Usage of SHA1 determined by Googling the first few hashes…
https://www.google.com/search?q=e2415cb7f63df0c9de23362326ad3c37a9adfc96

How did you figure out that to do that? That each was a letter for example?

Googling the first three hashes led to places like this…

https://sha1.gromweb.com/?hash=e2415cb7f63df0c9de23362326ad3c37a9adfc96

…that have single letters for the plain text. Given the nature of cryptographically secure hashes it is safe to assume that pattern continues.

Essentially the same solution as Brian. I pre-calculated a lookup table of the ASCII table space (wrote a short bash), copied that into an excel table, sorted it, and used VLOOKUP on the hashes.

here’s the script I used:

#!/bin/bash

TMPFILE=‘mktemp /tmp/example.XXXXXXXXXX‘ || exit 1

xclip -o > "${TMPFILE}" # build database from clipboard contents

# load crackstation's dictionaries
xdg-open https://crackstation.net

# split database per 20 lines and wait for input to get next 20
split -l 20 "${TMPFILE}" "/tmp/output.txt."

find /tmp/ -iname output.txt.\* | while read file; do
    echo "Reading $file" && xclip -o << $file && echo "Done.."
    echo "Press any key to continue to next set or ^C to quit." && read
done

Broken down it just takes the input buffer, splits it into 20 lines for pasting into crackstation. not as cool as using curl or an actual cracker but then again this is highly efficient since it works no matter which system its ran on and depends on no more than bash and coreutils.

the lack of any ‘=’ characters or anything above ascii ‘f’ and the string length per line was a dead give way:

echo "6dcd4ce23d88e2ee9568ba546c007c63d9131c1b" | wc -c
40
echo $((40 * 4))
160

40 character hex is 160 bits thus sha-1. Sha-2 is 224, 256, 384, or 512 bits. Sha-3 is arbitrary sizes. SHA-0 is unused and MD5 is 128 bit or 32 characters. BASE64 is either 64 or 76 characters per line padded with = characters.

So it was clearly a sha-1 hash.

Aim of the exercise:
In the hash discussion, how many characters long is an MD5 hash said to be? The material that follows has no connection to the hash discussion.

Dataset content:
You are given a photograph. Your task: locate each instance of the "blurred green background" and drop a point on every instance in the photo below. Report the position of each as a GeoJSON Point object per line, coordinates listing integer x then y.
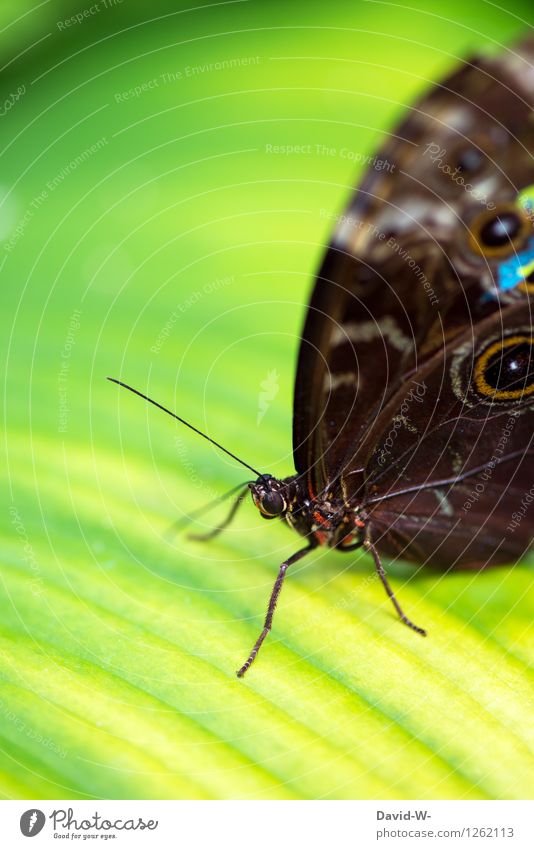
{"type": "Point", "coordinates": [149, 231]}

Right answer:
32 characters (128 bits).